:: EXTRACTED MATERIAL ::
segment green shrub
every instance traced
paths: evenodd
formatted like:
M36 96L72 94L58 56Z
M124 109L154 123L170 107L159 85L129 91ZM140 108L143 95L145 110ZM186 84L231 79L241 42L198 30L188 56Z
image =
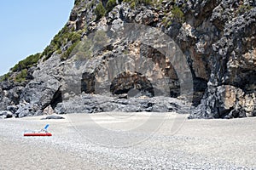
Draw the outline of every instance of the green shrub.
M116 0L108 0L106 5L107 12L111 11L116 5Z
M100 3L95 8L95 14L96 15L96 20L101 19L106 14L106 9L103 7L102 3Z
M134 8L136 5L138 4L145 4L145 5L151 5L151 0L124 0L125 3L129 3L131 8Z
M26 77L27 76L27 70L22 70L19 74L17 74L15 77L15 82L23 82L26 81Z
M131 8L135 8L135 7L136 7L135 2L132 2L132 3L130 4L130 7L131 7Z
M184 14L178 7L174 6L172 9L172 14L173 14L174 20L180 23L184 22Z
M36 65L41 58L41 54L36 54L26 57L25 60L20 61L15 65L11 71L20 71L23 69L29 69L30 67Z
M74 29L70 30L67 26L65 26L64 28L62 28L62 30L61 30L59 33L55 36L53 40L50 42L50 44L47 46L43 52L43 56L44 56L44 61L50 58L55 52L56 52L58 54L61 54L62 53L61 49L61 47L67 44L68 42L75 43L80 41L82 32L83 31L75 31ZM66 56L66 54L64 55Z
M74 42L73 44L72 44L67 49L67 51L65 51L64 54L62 54L61 59L61 60L66 60L69 58L71 53L73 52L73 50L74 49L74 48L78 45L79 42Z

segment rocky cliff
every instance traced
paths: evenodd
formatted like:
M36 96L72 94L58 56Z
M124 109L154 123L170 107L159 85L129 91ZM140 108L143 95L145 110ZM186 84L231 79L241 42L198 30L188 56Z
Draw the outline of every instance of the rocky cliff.
M147 40L131 38L137 26L155 30L143 27ZM119 34L125 29L135 31ZM190 118L254 116L255 36L255 1L76 0L44 53L1 77L0 110L17 117L49 110L184 112L191 101ZM168 58L177 54L186 64ZM189 83L193 92L184 93Z

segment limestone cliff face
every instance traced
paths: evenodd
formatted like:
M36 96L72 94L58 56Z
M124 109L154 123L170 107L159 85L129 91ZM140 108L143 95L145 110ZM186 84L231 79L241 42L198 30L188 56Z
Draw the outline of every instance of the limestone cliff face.
M38 62L26 68L28 73L26 80L21 82L13 81L17 75L20 75L21 71L17 70L10 73L8 80L1 82L0 110L9 110L20 117L43 114L44 110L49 106L58 113L68 112L67 108L71 107L64 107L63 100L75 105L74 101L81 91L96 94L96 80L101 82L98 88L106 88L108 86L106 76L97 77L99 70L107 68L106 63L110 59L119 59L124 54L132 54L135 60L138 60L142 55L145 56L154 65L145 75L129 71L116 76L113 74L110 94L125 94L136 89L140 92L141 97L153 97L159 90L152 88L153 82L156 82L160 89L162 89L165 88L162 86L163 81L168 77L167 88L170 94L167 96L182 99L181 82L175 65L172 65L165 54L141 42L118 37L97 53L90 52L90 48L85 48L82 54L74 52L80 40L90 39L91 34L101 30L120 29L125 23L137 23L158 28L168 35L184 54L194 84L192 95L195 108L190 118L256 116L255 1L126 2L76 0L65 27L46 48ZM90 42L87 42L88 46L91 45ZM81 71L80 76L74 78L74 68L85 65L85 62L79 60L80 55L90 60L86 60L87 67ZM108 65L108 68L111 68L109 72L114 72L115 66ZM151 77L157 77L158 82ZM107 93L102 95L109 97ZM109 110L109 105L120 108L116 106L119 103L115 101L113 101L114 105L107 100L104 104L86 102L86 105L84 102L79 103L79 111L116 110ZM163 109L169 107L170 104L160 106L159 102L152 104L149 99L143 102L150 105L146 105L148 106L143 110L132 107L132 110L171 110ZM133 100L131 103L136 105ZM100 108L93 105L105 106ZM152 105L158 109L152 110ZM78 111L75 107L72 110ZM124 110L129 111L129 109Z

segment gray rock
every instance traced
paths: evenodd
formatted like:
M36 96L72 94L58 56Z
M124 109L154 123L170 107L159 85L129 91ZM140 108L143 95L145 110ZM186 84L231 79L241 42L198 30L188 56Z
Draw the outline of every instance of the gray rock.
M12 118L13 113L10 111L6 110L0 110L0 118L1 119L7 119L7 118Z
M48 116L45 118L42 118L41 120L45 120L45 119L65 119L65 118L60 116L51 115L51 116Z

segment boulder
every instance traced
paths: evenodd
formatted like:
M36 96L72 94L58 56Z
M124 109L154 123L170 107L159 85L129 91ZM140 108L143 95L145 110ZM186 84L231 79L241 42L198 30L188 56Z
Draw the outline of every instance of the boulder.
M12 118L13 113L7 110L0 110L0 119Z

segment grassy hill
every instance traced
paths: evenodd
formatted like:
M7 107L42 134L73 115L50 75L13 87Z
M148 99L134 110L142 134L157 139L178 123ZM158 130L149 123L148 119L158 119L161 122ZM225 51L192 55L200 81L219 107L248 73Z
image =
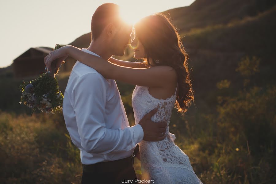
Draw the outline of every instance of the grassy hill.
M182 116L174 109L170 132L204 183L276 182L275 4L197 0L163 12L179 29L189 55L196 106ZM86 48L90 36L69 44ZM134 60L126 53L118 58ZM62 113L29 117L31 109L18 104L18 88L31 79L14 79L12 69L0 68L0 179L79 182L79 151L68 137ZM63 92L69 74L57 76ZM134 86L117 82L133 125ZM138 176L140 164L135 166Z

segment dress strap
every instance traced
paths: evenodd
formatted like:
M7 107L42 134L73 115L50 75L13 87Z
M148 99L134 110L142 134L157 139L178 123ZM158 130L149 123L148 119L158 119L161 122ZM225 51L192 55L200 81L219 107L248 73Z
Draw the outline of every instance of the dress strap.
M178 85L178 83L176 83L176 89L175 89L175 93L174 93L174 95L176 94L176 91L177 90L177 86Z

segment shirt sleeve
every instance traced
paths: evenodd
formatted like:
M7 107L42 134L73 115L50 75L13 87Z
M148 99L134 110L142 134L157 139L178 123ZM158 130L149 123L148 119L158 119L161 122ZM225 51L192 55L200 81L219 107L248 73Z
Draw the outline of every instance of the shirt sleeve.
M106 128L105 80L98 74L88 73L74 86L74 110L81 146L91 153L127 151L143 140L143 128L139 124L123 130Z

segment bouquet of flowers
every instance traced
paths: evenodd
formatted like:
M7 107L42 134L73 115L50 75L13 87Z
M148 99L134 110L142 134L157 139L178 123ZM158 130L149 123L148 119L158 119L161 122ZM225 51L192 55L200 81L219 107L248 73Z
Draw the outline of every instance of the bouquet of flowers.
M63 46L56 44L54 50ZM53 63L52 64L55 64L55 62ZM31 116L36 109L47 113L53 114L62 109L63 96L59 90L57 81L54 77L55 73L57 73L59 68L52 68L54 69L53 71L55 71L54 74L51 74L47 71L34 80L27 82L23 81L20 86L22 96L19 103L23 103L33 108Z

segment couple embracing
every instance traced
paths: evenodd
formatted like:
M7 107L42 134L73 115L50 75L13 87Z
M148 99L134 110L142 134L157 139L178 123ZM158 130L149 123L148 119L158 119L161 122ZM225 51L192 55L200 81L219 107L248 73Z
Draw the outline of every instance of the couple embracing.
M98 8L88 48L67 45L45 58L51 71L54 60L59 66L68 56L77 60L63 112L72 141L80 150L82 183L137 183L136 157L141 161L141 182L202 183L169 131L174 107L185 113L194 99L180 37L161 14L130 25L121 20L119 10L111 3ZM135 57L143 61L112 57L124 55L131 34ZM129 126L115 80L136 85L132 97L135 125Z

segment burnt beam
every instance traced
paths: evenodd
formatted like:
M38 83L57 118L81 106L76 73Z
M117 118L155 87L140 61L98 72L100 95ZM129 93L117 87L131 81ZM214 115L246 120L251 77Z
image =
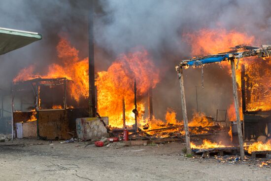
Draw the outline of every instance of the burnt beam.
M234 92L234 99L235 106L235 112L236 114L236 121L237 123L237 132L239 140L239 145L240 146L240 154L242 161L244 160L244 143L243 141L243 135L242 134L242 127L240 120L240 112L239 111L239 103L238 99L238 93L237 92L237 83L236 81L236 73L235 71L235 65L234 59L231 59L231 67L232 68L232 78L233 79L233 89Z

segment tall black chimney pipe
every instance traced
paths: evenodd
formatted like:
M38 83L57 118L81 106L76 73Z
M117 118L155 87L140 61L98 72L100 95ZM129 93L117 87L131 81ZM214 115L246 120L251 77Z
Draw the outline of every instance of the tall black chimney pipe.
M94 69L94 2L90 1L89 15L89 116L96 117L95 108L95 74Z

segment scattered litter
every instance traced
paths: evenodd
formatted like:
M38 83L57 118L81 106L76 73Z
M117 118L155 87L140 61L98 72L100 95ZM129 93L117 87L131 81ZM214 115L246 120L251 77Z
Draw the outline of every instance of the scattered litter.
M65 141L65 142L59 142L59 143L60 143L61 144L63 144L63 143L69 143L77 142L80 142L80 139L77 140L76 138L71 138L70 139L67 140Z
M107 138L102 137L100 141L94 142L95 145L98 147L102 147L105 145L109 144L109 141Z
M131 150L131 151L137 152L144 150L145 149L136 149L135 150Z

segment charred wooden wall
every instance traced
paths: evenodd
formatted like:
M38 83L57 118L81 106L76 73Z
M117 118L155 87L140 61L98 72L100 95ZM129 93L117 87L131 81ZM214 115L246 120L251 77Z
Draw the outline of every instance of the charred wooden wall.
M32 115L32 112L14 112L14 125L26 122ZM88 112L82 109L47 110L38 111L36 116L40 137L48 140L67 140L73 136L69 132L76 133L76 119L88 117Z

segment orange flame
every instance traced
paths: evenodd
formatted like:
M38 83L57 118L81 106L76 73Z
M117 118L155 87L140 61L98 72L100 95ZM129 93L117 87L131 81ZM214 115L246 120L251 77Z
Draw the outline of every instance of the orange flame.
M62 61L61 65L52 64L49 66L45 74L36 72L35 67L31 65L22 69L13 79L14 82L22 81L36 78L54 78L66 77L72 80L69 84L70 94L78 102L80 97L88 97L88 62L87 58L79 60L78 51L71 46L70 42L61 38L57 46L58 57Z
M101 115L109 118L110 125L122 127L122 99L125 102L126 124L135 124L134 79L136 80L137 106L138 122L143 118L145 104L142 98L159 82L157 68L146 50L121 55L107 71L98 72L96 79L98 109Z
M190 145L191 148L195 149L208 149L218 147L229 147L229 146L226 146L224 145L222 145L221 142L219 142L219 143L217 144L214 142L211 142L207 140L203 140L203 144L200 145L196 145L193 143L191 143Z
M32 114L30 116L30 118L27 121L26 121L26 122L31 122L31 121L36 121L37 120L36 117L36 113L37 113L37 112L36 111L33 111Z
M203 112L196 112L193 114L192 120L188 123L189 127L205 127L214 126L214 122L211 121Z
M248 148L247 149L247 152L250 154L254 151L271 151L271 140L269 140L266 144L264 144L262 142L258 142L248 145L246 143L245 143L244 146L248 146Z
M203 29L193 33L183 35L191 45L191 55L203 56L231 51L230 47L250 45L254 41L254 36L245 33L226 29Z

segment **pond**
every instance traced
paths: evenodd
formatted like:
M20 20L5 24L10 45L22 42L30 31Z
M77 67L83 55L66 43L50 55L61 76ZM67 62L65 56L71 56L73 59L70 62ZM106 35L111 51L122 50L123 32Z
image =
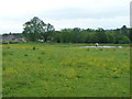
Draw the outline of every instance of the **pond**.
M80 46L80 47L122 47L122 46Z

:: TASK BRIEF ::
Transcribe the items verbatim from the line with "segment limestone cliff face" to the line with "Draw the outline of every instance of the limestone", including both of those lines.

:: RESULT OF THIS EXERCISE ::
segment limestone cliff face
every instance traced
paths: evenodd
formatted like:
M36 96L72 94L58 56Z
M124 109L154 123L170 107L159 85L129 91ZM140 108L143 95L145 110ZM186 84L231 79L241 42L198 30L188 56Z
Draw the outline of every instance of the limestone cliff face.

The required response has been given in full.